What you need to do: Which lines of the data include the string "gold"? List them all.

Data excerpts below:

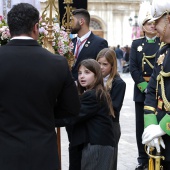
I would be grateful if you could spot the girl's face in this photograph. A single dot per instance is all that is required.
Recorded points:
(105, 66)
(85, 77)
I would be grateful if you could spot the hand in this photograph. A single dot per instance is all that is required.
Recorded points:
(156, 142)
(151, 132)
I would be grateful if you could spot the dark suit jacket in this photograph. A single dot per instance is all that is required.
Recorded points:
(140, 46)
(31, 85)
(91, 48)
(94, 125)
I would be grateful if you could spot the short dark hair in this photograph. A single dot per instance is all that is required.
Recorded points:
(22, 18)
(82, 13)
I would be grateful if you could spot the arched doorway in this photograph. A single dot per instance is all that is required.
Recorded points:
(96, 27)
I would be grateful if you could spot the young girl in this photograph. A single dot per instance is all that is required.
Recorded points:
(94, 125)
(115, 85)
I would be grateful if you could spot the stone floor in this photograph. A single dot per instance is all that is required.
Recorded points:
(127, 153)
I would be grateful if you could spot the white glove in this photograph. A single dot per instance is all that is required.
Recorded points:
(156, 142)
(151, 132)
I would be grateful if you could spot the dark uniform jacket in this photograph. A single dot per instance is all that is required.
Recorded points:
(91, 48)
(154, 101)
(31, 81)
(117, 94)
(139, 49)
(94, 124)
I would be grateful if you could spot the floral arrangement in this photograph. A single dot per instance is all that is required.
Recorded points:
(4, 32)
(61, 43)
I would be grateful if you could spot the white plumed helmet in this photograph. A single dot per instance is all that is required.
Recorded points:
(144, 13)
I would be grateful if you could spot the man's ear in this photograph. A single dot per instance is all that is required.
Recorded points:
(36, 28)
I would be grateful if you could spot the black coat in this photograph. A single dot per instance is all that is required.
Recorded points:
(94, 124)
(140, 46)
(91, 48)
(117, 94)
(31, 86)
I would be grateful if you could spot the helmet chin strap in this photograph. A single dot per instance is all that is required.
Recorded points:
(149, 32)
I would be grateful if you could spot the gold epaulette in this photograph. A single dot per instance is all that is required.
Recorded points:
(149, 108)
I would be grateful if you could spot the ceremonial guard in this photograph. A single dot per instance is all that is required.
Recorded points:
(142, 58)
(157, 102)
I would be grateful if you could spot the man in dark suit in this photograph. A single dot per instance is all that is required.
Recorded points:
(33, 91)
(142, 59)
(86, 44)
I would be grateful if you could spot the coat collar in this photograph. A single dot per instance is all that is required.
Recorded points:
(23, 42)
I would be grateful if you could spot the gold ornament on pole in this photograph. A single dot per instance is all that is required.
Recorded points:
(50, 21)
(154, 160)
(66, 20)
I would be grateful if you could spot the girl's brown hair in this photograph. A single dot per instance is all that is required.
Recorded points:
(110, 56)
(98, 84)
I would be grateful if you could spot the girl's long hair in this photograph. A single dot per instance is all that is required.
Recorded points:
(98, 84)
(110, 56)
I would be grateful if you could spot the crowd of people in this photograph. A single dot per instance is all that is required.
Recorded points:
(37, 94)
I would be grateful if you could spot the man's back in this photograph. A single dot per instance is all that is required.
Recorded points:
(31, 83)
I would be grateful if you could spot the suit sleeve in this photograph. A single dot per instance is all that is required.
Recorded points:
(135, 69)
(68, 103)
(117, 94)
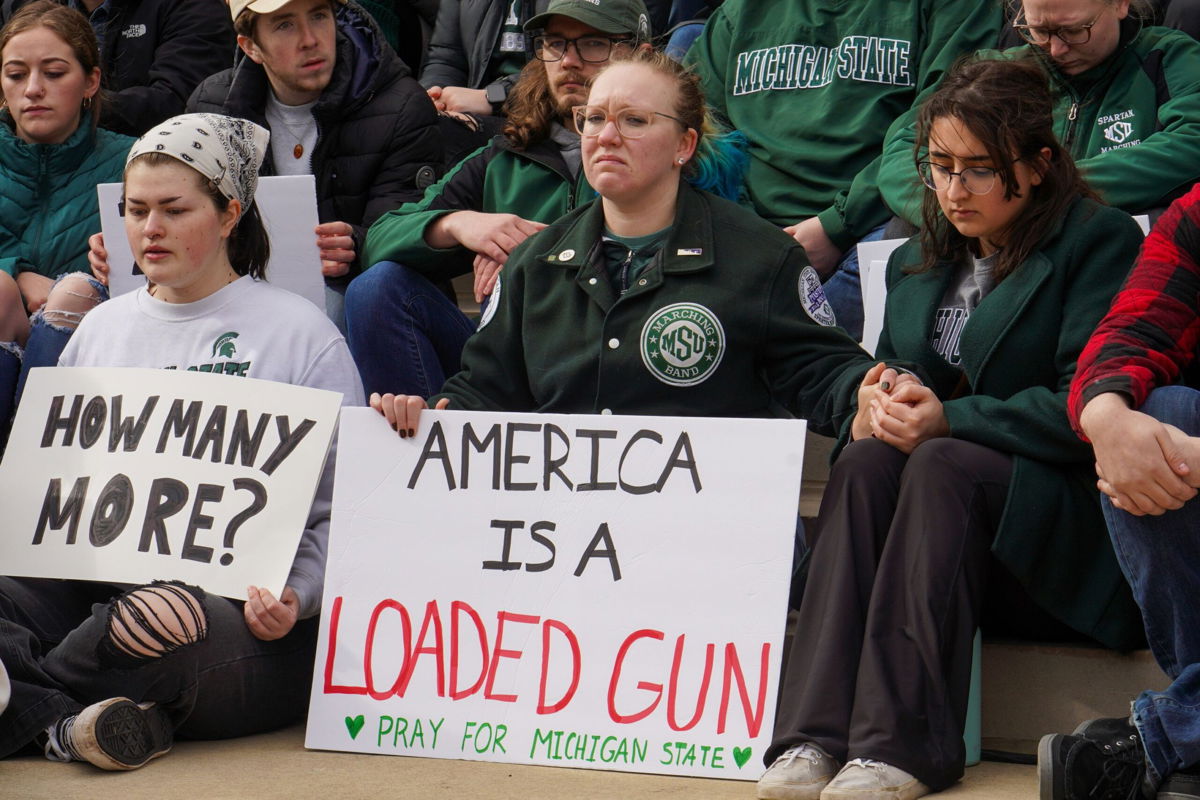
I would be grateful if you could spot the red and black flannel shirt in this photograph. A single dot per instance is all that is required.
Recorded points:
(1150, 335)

End of Data excerpts.
Data excerpts below:

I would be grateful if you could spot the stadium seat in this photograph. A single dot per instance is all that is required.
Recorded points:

End of Data excerpts.

Exercise output:
I would be grateful if you could spot the gold epaulette in this photograph. A single dot per instance is all that is required.
I would be grateful if you could spot the gold ornament on pole in this photograph. A single dot per instance is all that is required.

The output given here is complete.